EXTRACTED RECORDS:

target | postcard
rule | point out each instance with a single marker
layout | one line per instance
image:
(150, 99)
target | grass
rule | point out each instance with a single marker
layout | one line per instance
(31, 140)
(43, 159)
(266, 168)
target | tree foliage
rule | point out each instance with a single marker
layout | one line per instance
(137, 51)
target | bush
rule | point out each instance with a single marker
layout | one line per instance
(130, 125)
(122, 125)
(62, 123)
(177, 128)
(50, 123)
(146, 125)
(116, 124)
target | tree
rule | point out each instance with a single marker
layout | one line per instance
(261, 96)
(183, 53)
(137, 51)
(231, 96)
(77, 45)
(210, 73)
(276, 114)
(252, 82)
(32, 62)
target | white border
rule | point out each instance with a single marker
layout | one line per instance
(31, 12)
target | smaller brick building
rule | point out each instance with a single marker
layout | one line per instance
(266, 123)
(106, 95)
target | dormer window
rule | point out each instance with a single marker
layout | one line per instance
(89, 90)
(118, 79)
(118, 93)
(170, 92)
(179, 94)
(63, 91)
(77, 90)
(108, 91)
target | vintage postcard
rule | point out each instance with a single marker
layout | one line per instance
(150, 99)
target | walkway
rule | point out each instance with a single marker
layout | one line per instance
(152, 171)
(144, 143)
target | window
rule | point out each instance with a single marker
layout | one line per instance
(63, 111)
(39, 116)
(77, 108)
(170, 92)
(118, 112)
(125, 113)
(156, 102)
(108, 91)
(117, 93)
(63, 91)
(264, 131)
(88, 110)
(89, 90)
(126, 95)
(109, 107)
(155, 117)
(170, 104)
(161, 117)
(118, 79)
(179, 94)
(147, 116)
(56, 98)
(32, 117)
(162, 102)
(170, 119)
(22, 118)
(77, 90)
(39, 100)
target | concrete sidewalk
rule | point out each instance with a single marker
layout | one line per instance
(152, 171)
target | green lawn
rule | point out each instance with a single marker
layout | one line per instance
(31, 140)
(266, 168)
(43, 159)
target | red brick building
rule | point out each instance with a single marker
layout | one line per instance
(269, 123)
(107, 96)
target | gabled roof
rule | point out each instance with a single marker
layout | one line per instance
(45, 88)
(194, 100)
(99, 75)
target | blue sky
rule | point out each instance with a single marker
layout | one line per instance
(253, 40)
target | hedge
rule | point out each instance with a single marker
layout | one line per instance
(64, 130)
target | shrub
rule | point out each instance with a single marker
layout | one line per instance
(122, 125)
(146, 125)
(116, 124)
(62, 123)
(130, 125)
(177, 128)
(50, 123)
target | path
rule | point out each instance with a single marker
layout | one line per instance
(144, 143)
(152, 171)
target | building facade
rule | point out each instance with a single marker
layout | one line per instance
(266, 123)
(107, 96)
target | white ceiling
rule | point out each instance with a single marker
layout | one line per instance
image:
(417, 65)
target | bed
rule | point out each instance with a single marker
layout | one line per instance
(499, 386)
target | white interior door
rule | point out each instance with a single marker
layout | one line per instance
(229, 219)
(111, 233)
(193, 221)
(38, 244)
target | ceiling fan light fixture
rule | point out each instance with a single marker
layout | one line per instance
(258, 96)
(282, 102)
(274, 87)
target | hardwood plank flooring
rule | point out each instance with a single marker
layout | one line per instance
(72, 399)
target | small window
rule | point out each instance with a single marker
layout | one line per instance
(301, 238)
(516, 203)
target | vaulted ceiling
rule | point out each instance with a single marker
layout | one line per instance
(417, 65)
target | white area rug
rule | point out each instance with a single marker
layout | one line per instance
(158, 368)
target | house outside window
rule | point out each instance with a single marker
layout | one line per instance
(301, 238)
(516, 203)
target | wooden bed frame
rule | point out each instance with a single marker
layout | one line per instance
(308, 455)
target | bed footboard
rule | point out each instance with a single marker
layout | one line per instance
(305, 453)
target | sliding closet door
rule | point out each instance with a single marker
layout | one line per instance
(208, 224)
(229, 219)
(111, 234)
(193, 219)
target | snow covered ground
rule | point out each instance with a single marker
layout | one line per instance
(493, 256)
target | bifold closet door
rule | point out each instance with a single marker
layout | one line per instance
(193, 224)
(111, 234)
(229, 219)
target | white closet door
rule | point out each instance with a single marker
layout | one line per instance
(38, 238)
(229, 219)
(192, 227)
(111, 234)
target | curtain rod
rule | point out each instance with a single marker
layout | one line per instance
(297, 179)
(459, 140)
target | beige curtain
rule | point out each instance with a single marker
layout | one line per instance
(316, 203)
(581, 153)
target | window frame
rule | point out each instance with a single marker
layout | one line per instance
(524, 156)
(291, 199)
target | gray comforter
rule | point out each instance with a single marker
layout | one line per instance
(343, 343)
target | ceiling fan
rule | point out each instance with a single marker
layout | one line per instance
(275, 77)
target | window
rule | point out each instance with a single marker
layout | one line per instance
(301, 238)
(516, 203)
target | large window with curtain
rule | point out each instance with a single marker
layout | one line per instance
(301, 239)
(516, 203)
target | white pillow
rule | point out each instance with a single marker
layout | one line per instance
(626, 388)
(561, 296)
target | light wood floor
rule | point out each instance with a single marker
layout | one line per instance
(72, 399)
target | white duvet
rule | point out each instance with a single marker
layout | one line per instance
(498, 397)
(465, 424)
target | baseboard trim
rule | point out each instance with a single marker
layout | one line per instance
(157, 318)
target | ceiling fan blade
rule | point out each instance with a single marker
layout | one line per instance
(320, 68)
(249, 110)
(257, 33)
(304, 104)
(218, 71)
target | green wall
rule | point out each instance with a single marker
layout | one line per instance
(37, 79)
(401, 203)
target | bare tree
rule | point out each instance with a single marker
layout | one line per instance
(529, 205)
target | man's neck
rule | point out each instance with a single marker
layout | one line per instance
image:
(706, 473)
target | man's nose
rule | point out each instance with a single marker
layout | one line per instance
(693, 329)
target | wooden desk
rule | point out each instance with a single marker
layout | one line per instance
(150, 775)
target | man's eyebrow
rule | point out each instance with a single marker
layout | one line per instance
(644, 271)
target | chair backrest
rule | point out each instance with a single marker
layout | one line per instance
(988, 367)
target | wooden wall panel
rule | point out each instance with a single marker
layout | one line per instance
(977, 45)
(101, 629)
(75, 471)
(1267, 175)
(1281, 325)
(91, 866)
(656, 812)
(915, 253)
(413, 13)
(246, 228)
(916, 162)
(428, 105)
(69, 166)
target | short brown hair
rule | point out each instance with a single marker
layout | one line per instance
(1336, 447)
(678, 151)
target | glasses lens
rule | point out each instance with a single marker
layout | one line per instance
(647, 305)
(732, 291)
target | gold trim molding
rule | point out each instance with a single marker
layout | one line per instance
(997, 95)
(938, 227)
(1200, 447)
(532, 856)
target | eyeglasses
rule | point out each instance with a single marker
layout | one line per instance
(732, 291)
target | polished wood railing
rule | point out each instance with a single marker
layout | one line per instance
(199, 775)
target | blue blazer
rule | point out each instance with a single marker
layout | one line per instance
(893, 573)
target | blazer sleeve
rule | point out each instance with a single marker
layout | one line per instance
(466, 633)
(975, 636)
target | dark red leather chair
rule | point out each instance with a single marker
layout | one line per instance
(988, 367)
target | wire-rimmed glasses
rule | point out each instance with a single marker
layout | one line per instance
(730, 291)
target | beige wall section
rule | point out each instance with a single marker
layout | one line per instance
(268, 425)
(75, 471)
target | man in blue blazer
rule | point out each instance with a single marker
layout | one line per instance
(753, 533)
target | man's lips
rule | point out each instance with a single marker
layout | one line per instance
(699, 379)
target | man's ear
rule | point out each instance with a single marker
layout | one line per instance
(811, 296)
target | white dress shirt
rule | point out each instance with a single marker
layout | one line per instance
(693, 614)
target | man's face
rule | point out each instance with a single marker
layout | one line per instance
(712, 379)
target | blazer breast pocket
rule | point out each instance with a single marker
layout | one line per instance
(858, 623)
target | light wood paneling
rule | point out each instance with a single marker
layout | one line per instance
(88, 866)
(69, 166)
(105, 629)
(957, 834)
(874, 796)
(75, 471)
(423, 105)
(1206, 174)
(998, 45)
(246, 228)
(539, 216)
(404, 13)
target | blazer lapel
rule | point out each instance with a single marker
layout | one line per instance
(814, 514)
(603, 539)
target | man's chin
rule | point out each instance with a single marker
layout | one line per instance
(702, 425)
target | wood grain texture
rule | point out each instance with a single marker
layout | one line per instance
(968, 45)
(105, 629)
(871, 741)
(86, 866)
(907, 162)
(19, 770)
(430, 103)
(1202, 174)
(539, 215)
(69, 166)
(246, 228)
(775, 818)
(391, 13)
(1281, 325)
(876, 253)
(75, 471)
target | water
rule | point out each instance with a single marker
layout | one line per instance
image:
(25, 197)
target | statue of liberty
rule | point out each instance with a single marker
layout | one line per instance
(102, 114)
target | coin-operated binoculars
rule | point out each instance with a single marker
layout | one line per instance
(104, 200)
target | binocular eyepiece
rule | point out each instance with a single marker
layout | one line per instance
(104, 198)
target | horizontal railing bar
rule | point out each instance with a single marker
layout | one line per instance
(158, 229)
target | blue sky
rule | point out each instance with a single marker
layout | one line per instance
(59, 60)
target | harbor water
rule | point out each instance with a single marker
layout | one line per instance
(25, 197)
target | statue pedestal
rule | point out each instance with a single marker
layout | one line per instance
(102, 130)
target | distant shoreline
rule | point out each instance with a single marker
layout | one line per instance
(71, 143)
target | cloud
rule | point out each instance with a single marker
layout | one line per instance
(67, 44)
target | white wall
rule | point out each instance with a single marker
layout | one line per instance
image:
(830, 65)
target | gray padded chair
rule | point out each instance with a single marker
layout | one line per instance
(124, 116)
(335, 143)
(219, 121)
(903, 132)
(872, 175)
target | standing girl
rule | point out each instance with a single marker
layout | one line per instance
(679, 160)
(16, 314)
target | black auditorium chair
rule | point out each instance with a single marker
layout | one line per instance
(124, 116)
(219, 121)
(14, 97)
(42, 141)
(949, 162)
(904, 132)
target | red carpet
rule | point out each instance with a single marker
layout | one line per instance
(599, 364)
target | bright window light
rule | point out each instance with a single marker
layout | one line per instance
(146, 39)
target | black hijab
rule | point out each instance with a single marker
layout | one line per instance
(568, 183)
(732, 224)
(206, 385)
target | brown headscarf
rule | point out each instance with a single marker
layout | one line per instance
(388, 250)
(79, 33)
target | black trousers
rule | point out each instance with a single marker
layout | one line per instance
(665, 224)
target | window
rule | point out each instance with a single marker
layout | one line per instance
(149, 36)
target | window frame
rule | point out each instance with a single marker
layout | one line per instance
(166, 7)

WHAT IS BEING ASKED: Starting from the line containing "target | black hijab", repeat each line through the end of the entries, exactly.

ANSWER FOR THE TASK:
target | black hijab
rule | point out each instance with a single marker
layout | one line per instance
(568, 183)
(732, 224)
(206, 385)
target | brown headscarf
rule | point out each instance with a single marker
layout | one line per instance
(388, 250)
(79, 33)
target | black trousers
rule | point out each instance with a single marker
layout | one line per instance
(665, 224)
target | window
rule | point out each instance with a single marker
layout | one line per instance
(149, 36)
target | window frame
rule | point out each instance with a single marker
layout | one line per instance
(166, 7)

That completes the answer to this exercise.